They’d been in captivity for 70 years because of their disobedience to God. Daniel’s nation had been torn apart and it needed to be healed. His people needed to get back to Jerusalem and back into the plan of God.

One day, Daniel was reading the book of Jeremiah and he came upon this verse:

For thus says the Lord, When seventy years are completed for Babylon, I will visit you and keep My good promise to you, causing you to return to this place.

For I know the thoughts and plans that I have for you, says the Lord, thoughts and plans for welfare and peace and not for evil, to give you hope in your final outcome. Then you will call upon Me, and you will come and pray to Me, and I will hear and heed you. Then you will seek Me, inquire for, and require Me [as a vital necessity] and find Me when you search for Me with all your heart.

I will be found by you, says the Lord, and I will release you from captivity and gather you from all the nations and all the places to which I have driven you, says the Lord, and I will bring you back to the place from which I caused you to be carried away captive.
(Jer. 29:10–14)

Do you know what Daniel did when he read that promise of the Lord? He tells us in Daniel 9, “I set my face to the Lord God to seek Him by prayer and supplications, with fasting and sackcloth and ashes; and I prayed to the Lord my God…” (vv. 3–4).

Notice that Daniel didn’t gather up a band of people and go lobby against the government leaders that had taken Israel captive. He didn’t paint signs and picket the palace in Babylon. No, he prayed.

In the book of Ezra, we see how God answered the prayers of that one man:

Now in the first year of Cyrus king of Persia [almost seventy years after the first Jewish captives were taken to Babylon], that the word of the Lord by the mouth of Jeremiah might begin to be accomplished, the Lord stirred up the spirit of Cyrus king of Persia so that he made a proclamation throughout all his kingdom and put it also in writing: Thus says Cyrus king of Persia: The Lord, the God of heaven, has given me all the kingdoms of the earth, and He has charged me to build Him a house at Jerusalem in Judah.

Whoever is among you of all His people, may his God be with him, and let him go up to Jerusalem in Judah and rebuild the house of the Lord, the God of Israel, in Jerusalem; He is God. And in any place where a survivor [of the Babylonian captivity of the Jews] sojourns, let the men of that place assist him with silver and gold, with goods and beasts, besides freewill offerings for the house of God in Jerusalem.
(Ezra 1:1–4)

This was absolutely a miracle! King Cyrus wasn’t a godly man. He was like a Hitler, mean and hateful, and he had no love in his heart for the Jews. Yet because one man prayed, God was able to turn the heart of that king so completely that he not only allowed the Jews to return to Jerusalem and begin rebuilding the temple, he commanded his own people to finance their efforts.

This wasn’t a unique event, either. Again and again, we see incidents in the Bible where people prayed and God intervened not just in their individual lives, but also in their city or their nation.

God moves where people pray!

To do ->
Summarize the passage on Daniel's prayer in two sentences.

Extracted information ->
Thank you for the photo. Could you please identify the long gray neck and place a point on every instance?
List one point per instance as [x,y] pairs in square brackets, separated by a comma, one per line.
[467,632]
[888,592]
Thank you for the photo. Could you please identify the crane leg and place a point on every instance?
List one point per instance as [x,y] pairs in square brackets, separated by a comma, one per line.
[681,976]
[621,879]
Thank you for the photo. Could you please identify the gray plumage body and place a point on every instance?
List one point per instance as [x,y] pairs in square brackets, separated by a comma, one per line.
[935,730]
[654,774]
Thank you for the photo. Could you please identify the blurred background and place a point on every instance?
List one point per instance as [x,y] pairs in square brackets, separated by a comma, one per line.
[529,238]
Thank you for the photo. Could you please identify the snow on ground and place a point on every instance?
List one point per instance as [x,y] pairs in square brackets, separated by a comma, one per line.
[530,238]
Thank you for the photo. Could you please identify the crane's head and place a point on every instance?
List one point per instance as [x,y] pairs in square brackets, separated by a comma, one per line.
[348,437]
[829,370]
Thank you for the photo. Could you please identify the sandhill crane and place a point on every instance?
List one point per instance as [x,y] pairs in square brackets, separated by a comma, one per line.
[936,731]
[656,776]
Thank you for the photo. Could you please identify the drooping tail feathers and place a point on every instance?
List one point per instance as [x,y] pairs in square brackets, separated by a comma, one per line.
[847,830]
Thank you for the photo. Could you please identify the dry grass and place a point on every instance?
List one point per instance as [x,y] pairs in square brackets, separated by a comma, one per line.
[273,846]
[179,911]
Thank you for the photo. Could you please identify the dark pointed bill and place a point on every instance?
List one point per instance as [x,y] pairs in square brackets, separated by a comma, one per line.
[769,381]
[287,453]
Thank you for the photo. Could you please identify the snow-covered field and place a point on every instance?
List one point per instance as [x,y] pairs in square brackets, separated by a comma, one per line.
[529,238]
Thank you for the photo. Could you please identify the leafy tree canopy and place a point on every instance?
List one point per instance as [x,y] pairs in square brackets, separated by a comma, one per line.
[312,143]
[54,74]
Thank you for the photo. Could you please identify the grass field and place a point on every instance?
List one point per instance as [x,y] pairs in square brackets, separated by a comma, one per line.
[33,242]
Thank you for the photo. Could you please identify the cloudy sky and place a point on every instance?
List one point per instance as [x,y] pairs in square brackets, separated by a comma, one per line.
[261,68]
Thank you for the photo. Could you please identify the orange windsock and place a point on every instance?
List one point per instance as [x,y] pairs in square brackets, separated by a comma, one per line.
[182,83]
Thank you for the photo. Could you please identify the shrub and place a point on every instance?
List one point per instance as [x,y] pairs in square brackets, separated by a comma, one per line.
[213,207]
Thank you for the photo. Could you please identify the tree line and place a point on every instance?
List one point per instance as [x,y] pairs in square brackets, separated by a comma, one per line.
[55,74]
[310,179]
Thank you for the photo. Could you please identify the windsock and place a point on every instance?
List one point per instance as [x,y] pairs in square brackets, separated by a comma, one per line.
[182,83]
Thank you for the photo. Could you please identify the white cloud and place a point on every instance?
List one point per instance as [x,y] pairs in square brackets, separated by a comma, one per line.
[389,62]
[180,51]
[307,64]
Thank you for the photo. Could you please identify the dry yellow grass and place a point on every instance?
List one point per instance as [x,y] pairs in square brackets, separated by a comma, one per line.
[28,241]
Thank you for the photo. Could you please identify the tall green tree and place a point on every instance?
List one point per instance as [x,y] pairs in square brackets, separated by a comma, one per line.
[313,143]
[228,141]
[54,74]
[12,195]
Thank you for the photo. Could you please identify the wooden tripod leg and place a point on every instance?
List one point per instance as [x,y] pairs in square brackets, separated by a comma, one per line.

Answer below ->
After reading Jeremiah's promise that God would return the captives from Babylon once seventy years were completed, Daniel sought God through prayer and fasting instead of protesting against Babylon's leaders. God answered by stirring King Cyrus of Persia to let the Jews go back to Jerusalem to rebuild the temple and to order his people to help finance them, an example of how God moves where people pray.